● **What is asked**:
Copy each line exactly. Leave nothing out.

● **Records to process**:
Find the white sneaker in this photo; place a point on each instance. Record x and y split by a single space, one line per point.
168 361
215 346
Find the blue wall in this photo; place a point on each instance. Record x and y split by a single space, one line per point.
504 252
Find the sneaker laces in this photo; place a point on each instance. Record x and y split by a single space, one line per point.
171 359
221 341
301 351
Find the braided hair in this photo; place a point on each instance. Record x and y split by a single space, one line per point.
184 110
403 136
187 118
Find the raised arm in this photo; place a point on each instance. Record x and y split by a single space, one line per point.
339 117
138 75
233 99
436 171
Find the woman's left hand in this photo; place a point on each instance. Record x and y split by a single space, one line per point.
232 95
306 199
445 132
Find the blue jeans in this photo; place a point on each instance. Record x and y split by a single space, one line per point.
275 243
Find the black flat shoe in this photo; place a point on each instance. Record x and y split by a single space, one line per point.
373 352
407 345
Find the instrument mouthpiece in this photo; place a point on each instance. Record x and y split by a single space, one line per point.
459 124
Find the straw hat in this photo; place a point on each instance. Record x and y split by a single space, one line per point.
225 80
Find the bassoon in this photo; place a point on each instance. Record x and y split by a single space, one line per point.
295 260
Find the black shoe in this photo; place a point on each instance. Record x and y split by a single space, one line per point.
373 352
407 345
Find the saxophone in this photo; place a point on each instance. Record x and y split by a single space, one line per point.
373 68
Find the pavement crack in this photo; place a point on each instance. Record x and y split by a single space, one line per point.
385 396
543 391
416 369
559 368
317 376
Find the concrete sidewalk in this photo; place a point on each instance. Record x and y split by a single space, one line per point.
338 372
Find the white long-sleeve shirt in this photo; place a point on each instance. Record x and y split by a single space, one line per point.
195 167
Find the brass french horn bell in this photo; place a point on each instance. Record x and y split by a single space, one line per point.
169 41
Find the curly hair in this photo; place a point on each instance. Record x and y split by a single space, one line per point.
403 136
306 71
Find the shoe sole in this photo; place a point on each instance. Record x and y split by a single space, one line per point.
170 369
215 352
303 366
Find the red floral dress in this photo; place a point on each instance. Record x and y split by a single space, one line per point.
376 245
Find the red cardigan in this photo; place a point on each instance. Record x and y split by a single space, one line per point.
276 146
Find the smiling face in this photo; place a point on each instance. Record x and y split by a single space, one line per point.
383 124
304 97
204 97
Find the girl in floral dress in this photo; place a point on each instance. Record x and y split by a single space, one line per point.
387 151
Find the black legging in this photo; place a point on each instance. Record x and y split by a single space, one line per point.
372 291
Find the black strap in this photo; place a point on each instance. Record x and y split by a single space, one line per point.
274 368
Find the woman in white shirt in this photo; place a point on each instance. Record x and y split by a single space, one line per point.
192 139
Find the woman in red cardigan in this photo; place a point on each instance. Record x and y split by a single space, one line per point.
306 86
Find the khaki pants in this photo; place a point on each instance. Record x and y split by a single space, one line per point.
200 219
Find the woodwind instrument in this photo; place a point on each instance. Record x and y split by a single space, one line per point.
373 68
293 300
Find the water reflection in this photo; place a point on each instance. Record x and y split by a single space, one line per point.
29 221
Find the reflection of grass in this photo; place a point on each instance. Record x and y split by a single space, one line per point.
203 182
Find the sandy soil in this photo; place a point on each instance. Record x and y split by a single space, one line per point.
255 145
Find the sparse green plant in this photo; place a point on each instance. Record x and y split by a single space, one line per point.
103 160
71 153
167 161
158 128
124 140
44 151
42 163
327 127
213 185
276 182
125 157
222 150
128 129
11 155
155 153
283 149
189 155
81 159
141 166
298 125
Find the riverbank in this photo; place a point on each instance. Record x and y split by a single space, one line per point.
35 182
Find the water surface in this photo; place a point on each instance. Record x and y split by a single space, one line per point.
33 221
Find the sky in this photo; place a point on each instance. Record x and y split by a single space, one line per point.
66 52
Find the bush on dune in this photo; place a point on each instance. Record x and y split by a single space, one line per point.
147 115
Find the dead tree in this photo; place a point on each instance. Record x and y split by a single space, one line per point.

● **Finished answer**:
Find the white sneaker in this photo; place a point on each instance. Record x and y split by a single space, one line per point.
168 361
215 346
Find the blue wall in this photo; place a point on each instance. Record x and y split by a single space, one line per point.
504 252
Find the sneaker laces in this photo; place a point on each instance. Record x and y split by a single space, one line per point.
171 359
221 341
301 351
Find the braided hair in this photo; place a point on each instance. Record x and y split by a single space, one line per point.
184 110
403 136
187 118
Find the raised arm in this photo; place a point on each instance. Record x and y split by a single space, one line per point.
339 117
138 75
233 99
436 171
Find the woman's left hand in this photo; place a point on each instance. Record x and y split by a single space, one line per point.
232 95
306 199
445 132
Find the blue jeans in this photo; place a point on each instance. Record x and y split by a single space, one line per point.
275 243
Find the black flat shoe in this photo; place a point on each instance. Record x and y split by a single space, one line per point.
373 352
407 345
Find the instrument mouthpiece in this photo; place a point on each instance. Record x and y split by a single space, one line per point.
459 124
Find the straw hat in this photo; place a point on each instance. Record x and y split by a single space, one line per point.
225 80
Find the bassoon in this photo; place a point on each instance. Record x and y split by a single space, one line per point.
295 260
Find the black shoe in this photo; place a point on each instance. Record x and y split by a single space, one line per point.
373 352
407 345
Find the saxophone in this photo; place a point on each instance. Record x and y split by a single space, one line per point.
373 68
Find the pavement crack in this photo; place a point on each instance. Record x and y split by a single space, one line per point.
385 396
543 391
416 369
559 368
317 376
Find the concrete sidewalk in this photo; place a point on each instance. Record x and y split by a single space, one line per point.
338 372
Find the white long-sleeve shirt in this photo; place a point on each instance. Record x and y split by a single space, one line per point.
195 167
Find the brass french horn bell in this photo; place a point on each instance. Record x and y split by a single space, one line per point.
169 41
Find the curly hair in this photo; place a point on each instance. Record x and y split by a single space, one line per point.
403 136
306 71
Find the shoe sole in this photo; place a point on each instance. Record x and y split by a single space, one line per point.
170 369
215 352
303 366
Find the red floral dress in this photo; place a point on each instance. Record x and y split by a single space, one line per point.
376 245
Find the red cardigan in this photo; place a point on each instance. Record x and y split by a single space, one line per point.
276 146
Find the smiling face in this photo; place a point on each instance. Record x and y split by a single space, one line per point.
383 124
304 97
204 97
Find the girl in floral dress in this photo; place a point on each instance. Record x and y split by a single space, one line per point.
387 151
Find the black legging in this photo; place a point on each instance. Record x and y split by a single space, one line per point.
372 291
Find the black strap in this photo; place a point on each instance. Record x and y split by a single space, one line per point.
274 368
Find the woman in white shirt in this photo; place a point on each instance. Record x and y split by a single space, one line per point.
192 139
Find the woman in red cardigan in this photo; place a point on each instance. Record x and y split by a single space, one line per point.
306 86
Find the khaki pants in this photo; place a point on each instance. Record x and y split by a single space, one line per point.
200 219
Find the woodwind instrument in this photo; place a point on each instance. Record x and y split by a single space, one line per point.
373 68
293 300
Find the water reflection in this photo; place a point on each instance. Record x and y split by a single space, one line per point.
29 221
Find the reflection of grass in this photo; place a point on each instance. Record x and y split by a single space, one line per point.
203 182
Find the sandy soil in this photo; place a point on each instance. Record x and y split by a single space, one line per point.
255 145
Find the sparse green plant in this photo; place a point on each instance. Record x and y split by a single space, one line per point.
103 160
71 153
167 161
158 128
124 140
44 151
42 163
327 127
213 185
276 182
125 157
222 150
128 129
11 155
155 153
283 149
189 155
81 159
141 166
298 125
Find the riverbank in this photo; place a point on each instance. Record x and y split by a single space, one line per point.
35 182
Find the water surface in this photo; place a point on each instance. Record x and y split by a single space, one line per point.
33 221
Find the sky in this photo; place a point on each instance. Record x and y split by a single space, one line per point.
66 52
Find the bush on dune in this photo; place a point on each instance. Record x and y split by a single space, one line per point.
147 115
Find the dead tree in this photo; place a point on each instance. Record x and y split by a single space, one line per point.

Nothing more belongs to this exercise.